Copy out every entry below, swapping "marker" for "pin" wherever it occurs and keeping all other text unchanged.
═══ SUPPLIED MATERIAL ═══
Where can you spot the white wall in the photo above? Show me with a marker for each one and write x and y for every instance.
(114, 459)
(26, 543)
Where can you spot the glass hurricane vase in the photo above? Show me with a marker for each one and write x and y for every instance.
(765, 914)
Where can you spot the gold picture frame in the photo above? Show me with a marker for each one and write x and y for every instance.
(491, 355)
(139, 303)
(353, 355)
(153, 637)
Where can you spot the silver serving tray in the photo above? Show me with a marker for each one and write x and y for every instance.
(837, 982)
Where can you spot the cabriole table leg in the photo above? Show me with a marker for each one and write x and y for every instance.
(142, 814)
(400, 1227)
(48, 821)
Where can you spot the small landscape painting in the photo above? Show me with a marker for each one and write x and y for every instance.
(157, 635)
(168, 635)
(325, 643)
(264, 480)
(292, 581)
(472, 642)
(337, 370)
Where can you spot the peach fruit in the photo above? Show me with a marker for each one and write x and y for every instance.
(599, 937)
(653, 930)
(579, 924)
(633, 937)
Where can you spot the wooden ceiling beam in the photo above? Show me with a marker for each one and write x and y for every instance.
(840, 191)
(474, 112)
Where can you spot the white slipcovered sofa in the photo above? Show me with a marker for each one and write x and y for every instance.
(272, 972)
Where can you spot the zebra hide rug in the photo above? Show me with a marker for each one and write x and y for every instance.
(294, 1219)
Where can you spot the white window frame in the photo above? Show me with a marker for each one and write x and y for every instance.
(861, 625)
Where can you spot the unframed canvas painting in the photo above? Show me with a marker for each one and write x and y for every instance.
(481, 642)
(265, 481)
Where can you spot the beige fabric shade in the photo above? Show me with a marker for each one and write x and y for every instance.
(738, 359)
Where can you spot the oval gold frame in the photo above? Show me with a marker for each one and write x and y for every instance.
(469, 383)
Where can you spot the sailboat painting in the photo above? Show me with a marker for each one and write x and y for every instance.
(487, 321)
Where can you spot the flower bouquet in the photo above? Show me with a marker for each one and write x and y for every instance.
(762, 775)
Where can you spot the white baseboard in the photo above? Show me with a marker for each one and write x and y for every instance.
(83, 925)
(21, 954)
═══
▶ _COMPLETE ANSWER_:
Where can you spot the white wall in the photo above? Show me with a pin for each one and write x and y for every instance.
(114, 459)
(26, 543)
Where can you spot the glass hurricane vase in the photo above? Show me with a pin for each one and write x and y for every instance.
(765, 914)
Where can you spot the gold picture frame in the photo above? Show me with a pin for each one and write x and y for every instance.
(491, 355)
(139, 303)
(353, 355)
(153, 637)
Where can you spot the silver serving tray in the photo above? Show me with a pin for each one and write x and y for every instance.
(837, 982)
Where can you spot the cabriole table leg in the photo above? Show me with a pin for each one and write x and y for every instance.
(142, 814)
(400, 1227)
(48, 821)
Where can you spot the small landscape painting in the photo above? Show me with a pin for each one and write x and y for every instance.
(157, 635)
(168, 635)
(325, 643)
(264, 480)
(292, 581)
(472, 642)
(337, 370)
Where can you spot the peach fruit in the photo above? Show me with a pin for each one and write x and y for every instance.
(599, 937)
(653, 930)
(579, 924)
(633, 937)
Where can you spot the wooden ceiling beam in the photo above? Show me with a pin for each one and write x and y for every instance.
(840, 191)
(474, 112)
Where can you spot the white slipcovered sofa in the photo above? Show me with a pin for each one and write x and y for every instance.
(272, 972)
Where can you spot the zebra hide rug in the photo above? Show me with a pin for each one and write x and y for every instance.
(294, 1219)
Where can you spot the white window frame in the photo above? Show me with a pin for each one and write x and y for every instance.
(861, 625)
Where can you spot the unframed canvas painting in the photo above? Show me with a pin for each one and write x and y for every instance.
(481, 642)
(265, 481)
Where can you spot the beige fabric shade in the photo above? Show me with a pin for each one and write x and y for every instance.
(738, 359)
Where can you spot the oval gold frame in the photo above? Show me with a pin for each one and write x and y for every instance.
(469, 383)
Where can you spot the sailboat painting in the photo above? Show me with a pin for each one and write x and y for every instance.
(487, 321)
Where can you spot the flower bouquet in the photo above? Show me with a pin for each one and write x and y for every instance.
(762, 775)
Where can you spot the white baseboard in the photo above? Show me with a pin for each one and write x and y for every instance.
(83, 925)
(21, 954)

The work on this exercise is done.